Activity =>
What is needed is each line of the data below that holds the string "mirror".

Available data =>
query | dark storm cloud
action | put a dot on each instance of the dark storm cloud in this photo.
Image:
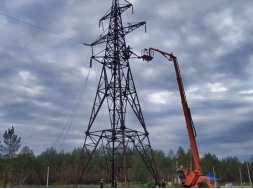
(43, 73)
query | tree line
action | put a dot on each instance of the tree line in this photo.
(26, 168)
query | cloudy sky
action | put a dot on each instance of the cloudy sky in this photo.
(43, 74)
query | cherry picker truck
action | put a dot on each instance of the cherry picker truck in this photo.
(195, 178)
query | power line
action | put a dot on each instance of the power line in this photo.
(40, 28)
(72, 116)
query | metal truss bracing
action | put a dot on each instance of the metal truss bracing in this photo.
(116, 87)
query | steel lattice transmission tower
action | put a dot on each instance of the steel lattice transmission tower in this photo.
(116, 87)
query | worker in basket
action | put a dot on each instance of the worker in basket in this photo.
(181, 175)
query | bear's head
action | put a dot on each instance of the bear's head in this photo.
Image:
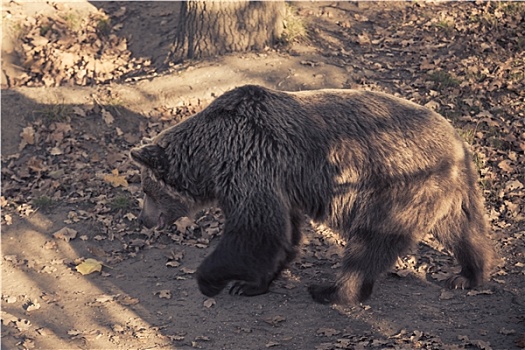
(162, 204)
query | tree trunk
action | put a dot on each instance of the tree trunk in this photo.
(209, 28)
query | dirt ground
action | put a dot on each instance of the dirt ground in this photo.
(70, 192)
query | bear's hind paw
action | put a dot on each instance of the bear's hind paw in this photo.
(248, 288)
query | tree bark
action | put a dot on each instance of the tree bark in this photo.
(209, 28)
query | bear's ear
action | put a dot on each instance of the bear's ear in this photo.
(150, 156)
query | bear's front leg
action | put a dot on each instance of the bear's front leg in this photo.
(250, 289)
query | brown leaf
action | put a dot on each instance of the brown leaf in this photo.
(116, 180)
(89, 266)
(65, 233)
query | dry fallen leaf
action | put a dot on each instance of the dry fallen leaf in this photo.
(108, 117)
(89, 266)
(65, 233)
(209, 302)
(327, 332)
(115, 179)
(164, 294)
(28, 137)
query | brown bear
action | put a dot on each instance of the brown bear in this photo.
(377, 169)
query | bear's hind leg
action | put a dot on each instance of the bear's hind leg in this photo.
(367, 255)
(464, 232)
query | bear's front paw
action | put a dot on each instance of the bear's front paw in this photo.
(248, 288)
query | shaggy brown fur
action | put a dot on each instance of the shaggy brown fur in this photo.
(379, 170)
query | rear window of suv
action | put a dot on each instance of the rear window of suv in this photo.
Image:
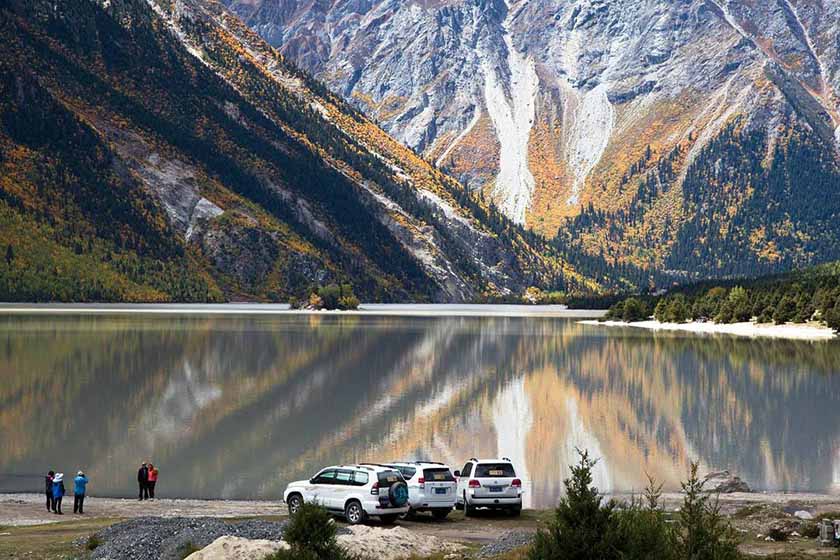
(489, 470)
(438, 475)
(407, 472)
(387, 478)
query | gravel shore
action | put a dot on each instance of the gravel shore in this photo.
(153, 538)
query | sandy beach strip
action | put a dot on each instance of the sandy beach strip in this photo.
(806, 332)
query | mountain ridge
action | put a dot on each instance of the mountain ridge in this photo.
(264, 181)
(619, 90)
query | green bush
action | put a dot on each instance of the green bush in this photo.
(703, 532)
(635, 310)
(582, 526)
(311, 536)
(93, 542)
(334, 296)
(585, 527)
(186, 549)
(643, 530)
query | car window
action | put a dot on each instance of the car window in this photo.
(407, 472)
(438, 475)
(503, 470)
(360, 478)
(344, 477)
(325, 477)
(387, 478)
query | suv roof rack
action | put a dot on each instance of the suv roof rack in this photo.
(375, 465)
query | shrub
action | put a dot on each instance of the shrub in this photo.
(94, 542)
(643, 530)
(703, 532)
(635, 310)
(311, 536)
(832, 318)
(187, 548)
(582, 526)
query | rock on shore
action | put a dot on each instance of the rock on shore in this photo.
(237, 548)
(725, 483)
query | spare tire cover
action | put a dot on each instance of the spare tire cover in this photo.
(398, 493)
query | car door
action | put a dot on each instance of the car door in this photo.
(341, 489)
(322, 487)
(464, 480)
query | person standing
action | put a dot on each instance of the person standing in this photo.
(58, 492)
(143, 481)
(48, 489)
(153, 472)
(79, 488)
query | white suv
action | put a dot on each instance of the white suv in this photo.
(354, 491)
(431, 487)
(489, 483)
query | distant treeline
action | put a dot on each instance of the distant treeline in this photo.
(809, 295)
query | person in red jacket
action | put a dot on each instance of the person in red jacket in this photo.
(153, 473)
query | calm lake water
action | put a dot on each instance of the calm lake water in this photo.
(235, 406)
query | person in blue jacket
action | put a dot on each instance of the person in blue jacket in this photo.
(79, 487)
(58, 492)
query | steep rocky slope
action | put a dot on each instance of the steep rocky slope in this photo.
(160, 150)
(626, 125)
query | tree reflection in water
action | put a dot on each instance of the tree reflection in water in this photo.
(236, 406)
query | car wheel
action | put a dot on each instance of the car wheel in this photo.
(354, 513)
(295, 502)
(468, 509)
(440, 514)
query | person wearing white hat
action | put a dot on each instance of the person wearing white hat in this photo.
(79, 489)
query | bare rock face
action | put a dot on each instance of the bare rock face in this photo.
(543, 105)
(725, 483)
(237, 548)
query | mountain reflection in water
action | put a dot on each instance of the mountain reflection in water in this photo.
(237, 406)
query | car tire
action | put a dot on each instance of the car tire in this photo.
(353, 512)
(469, 511)
(294, 502)
(398, 494)
(440, 514)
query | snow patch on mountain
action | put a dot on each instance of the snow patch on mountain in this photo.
(592, 124)
(512, 117)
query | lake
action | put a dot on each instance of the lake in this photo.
(236, 405)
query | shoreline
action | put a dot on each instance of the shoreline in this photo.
(27, 509)
(366, 309)
(803, 332)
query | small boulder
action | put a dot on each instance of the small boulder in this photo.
(236, 548)
(725, 483)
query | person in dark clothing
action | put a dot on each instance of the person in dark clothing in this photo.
(143, 481)
(79, 490)
(58, 492)
(48, 489)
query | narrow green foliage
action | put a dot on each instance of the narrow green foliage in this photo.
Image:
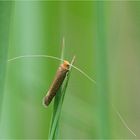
(102, 76)
(5, 14)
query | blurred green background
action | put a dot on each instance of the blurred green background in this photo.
(105, 38)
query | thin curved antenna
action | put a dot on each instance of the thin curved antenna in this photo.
(52, 57)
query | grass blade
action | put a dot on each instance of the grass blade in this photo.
(5, 14)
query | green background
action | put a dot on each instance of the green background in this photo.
(104, 36)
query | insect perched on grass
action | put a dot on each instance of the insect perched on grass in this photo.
(57, 82)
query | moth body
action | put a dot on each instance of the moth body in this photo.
(57, 82)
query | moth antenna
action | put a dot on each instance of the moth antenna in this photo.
(56, 58)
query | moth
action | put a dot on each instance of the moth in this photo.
(57, 82)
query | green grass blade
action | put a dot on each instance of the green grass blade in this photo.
(102, 77)
(5, 14)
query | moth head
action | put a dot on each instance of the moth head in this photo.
(66, 65)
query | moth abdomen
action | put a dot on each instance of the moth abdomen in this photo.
(57, 82)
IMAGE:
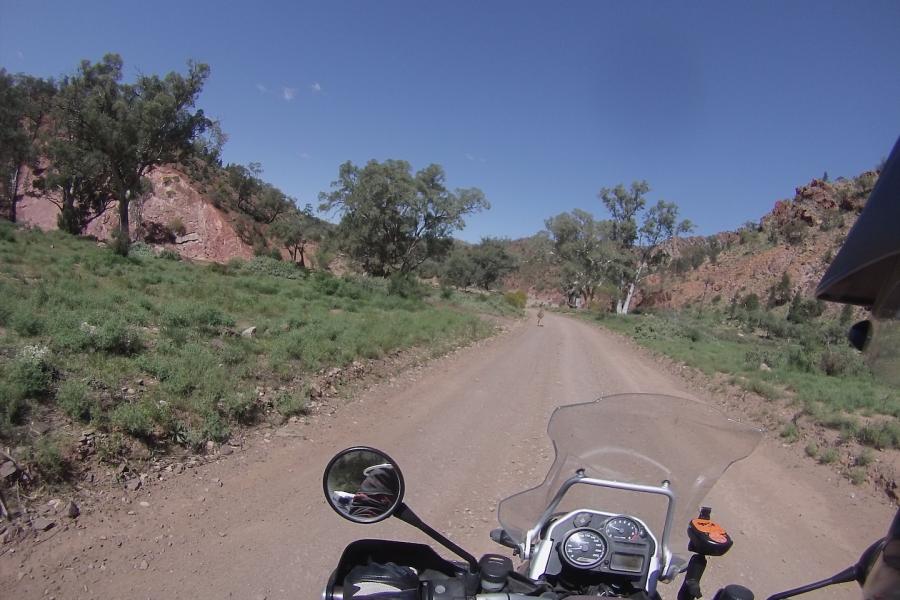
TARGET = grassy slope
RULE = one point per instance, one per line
(150, 347)
(850, 400)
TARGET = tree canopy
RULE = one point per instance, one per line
(129, 128)
(393, 220)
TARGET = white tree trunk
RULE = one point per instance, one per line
(626, 305)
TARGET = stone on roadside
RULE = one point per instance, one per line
(42, 524)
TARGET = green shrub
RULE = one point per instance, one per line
(13, 406)
(790, 432)
(141, 250)
(215, 427)
(885, 434)
(828, 456)
(239, 406)
(27, 324)
(516, 299)
(74, 398)
(31, 372)
(169, 254)
(48, 461)
(116, 337)
(406, 285)
(267, 265)
(864, 458)
(836, 361)
(750, 302)
(137, 419)
(812, 450)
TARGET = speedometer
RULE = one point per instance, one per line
(584, 548)
(623, 528)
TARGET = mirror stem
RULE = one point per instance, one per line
(405, 514)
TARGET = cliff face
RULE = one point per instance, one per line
(798, 237)
(174, 215)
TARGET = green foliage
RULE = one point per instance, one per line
(790, 432)
(516, 299)
(109, 134)
(75, 399)
(169, 254)
(406, 285)
(135, 418)
(828, 456)
(880, 435)
(750, 302)
(392, 220)
(31, 374)
(109, 321)
(48, 461)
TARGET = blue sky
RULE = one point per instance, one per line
(723, 108)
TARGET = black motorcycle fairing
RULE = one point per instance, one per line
(418, 556)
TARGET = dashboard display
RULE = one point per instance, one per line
(584, 548)
(632, 563)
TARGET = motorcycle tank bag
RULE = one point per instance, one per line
(381, 582)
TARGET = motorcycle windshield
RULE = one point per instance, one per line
(644, 439)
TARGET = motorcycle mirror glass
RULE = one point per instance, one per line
(363, 485)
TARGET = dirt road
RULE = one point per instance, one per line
(468, 430)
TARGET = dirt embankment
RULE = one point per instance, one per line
(468, 430)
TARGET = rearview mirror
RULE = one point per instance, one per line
(363, 485)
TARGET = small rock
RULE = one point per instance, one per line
(42, 524)
(8, 469)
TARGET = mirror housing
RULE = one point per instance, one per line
(363, 485)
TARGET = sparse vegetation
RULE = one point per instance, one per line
(86, 325)
(769, 353)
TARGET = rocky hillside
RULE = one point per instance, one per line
(798, 237)
(180, 213)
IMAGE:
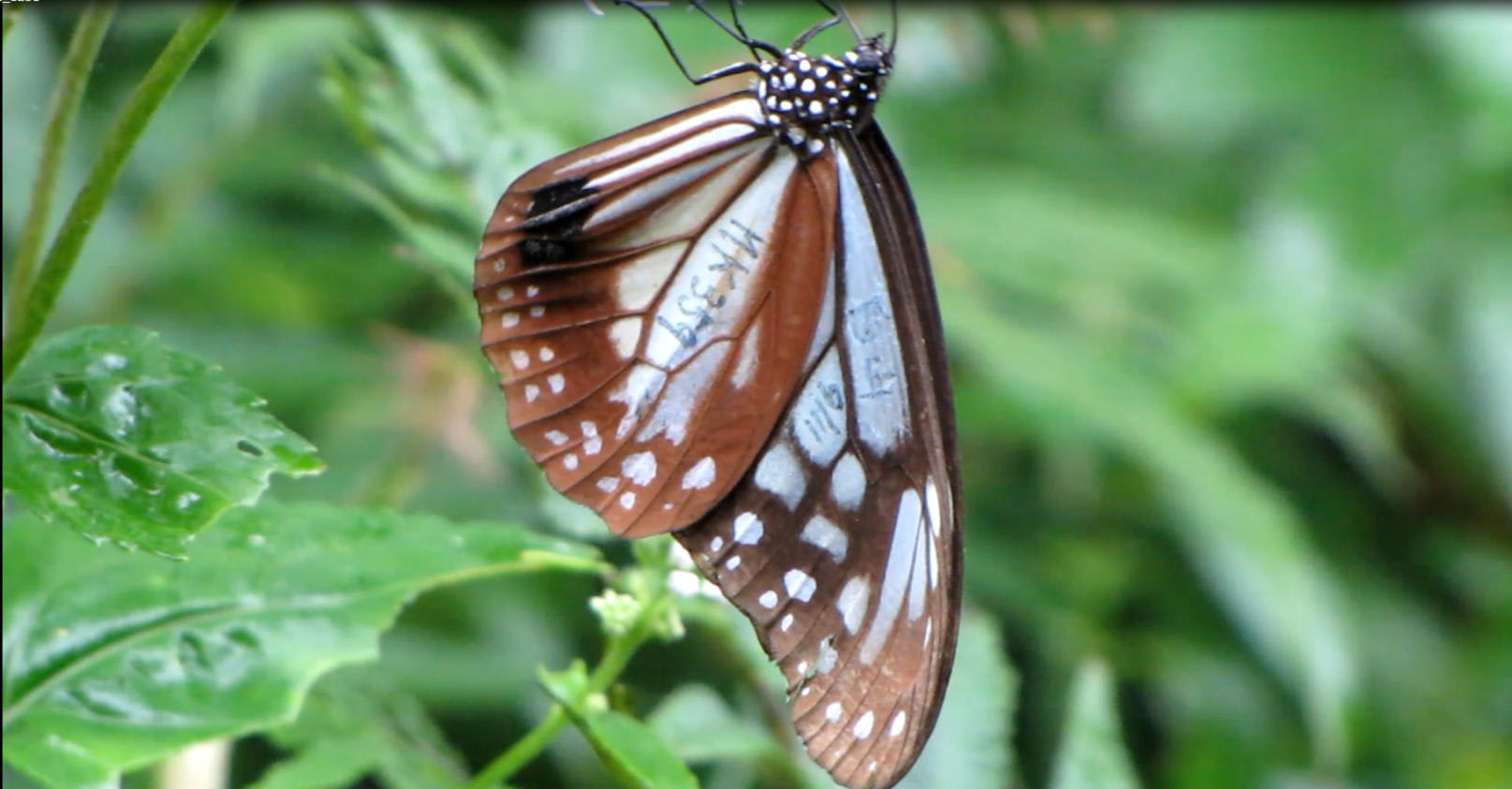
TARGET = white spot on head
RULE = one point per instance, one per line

Response area =>
TARGET = mirror stem
TARGET = motorcycle mirror glass
TARGET = rearview mirror
TARGET = mirror housing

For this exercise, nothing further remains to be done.